━━━ Excerpted data ━━━

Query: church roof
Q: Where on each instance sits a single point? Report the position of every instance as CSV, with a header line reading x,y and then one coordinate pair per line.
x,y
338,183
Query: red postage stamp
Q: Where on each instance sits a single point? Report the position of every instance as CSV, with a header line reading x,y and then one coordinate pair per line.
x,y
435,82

━━━

Word for word, restate the entries from the first line to the line that has "Query: red postage stamp", both included, and nothing else.

Query: church roof
Q: Where on each instance sits a single point? Report the position of every instance as CSV, with a header line reading x,y and then one coordinate pair per line.
x,y
338,183
Query: red postage stamp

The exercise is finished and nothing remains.